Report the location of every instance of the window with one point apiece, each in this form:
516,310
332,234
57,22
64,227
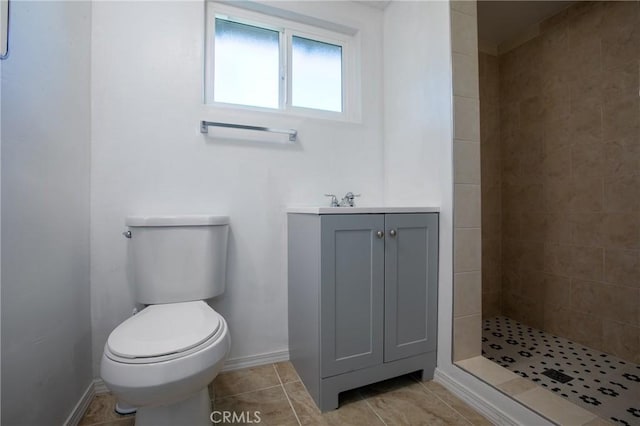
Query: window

> EXERCISE REQUIREMENTS
Show the lines of the records above that mention "window".

> SOLUTION FOR THIS TASK
Report the location of every instance of the window with one point apiece, each in this form:
Query: window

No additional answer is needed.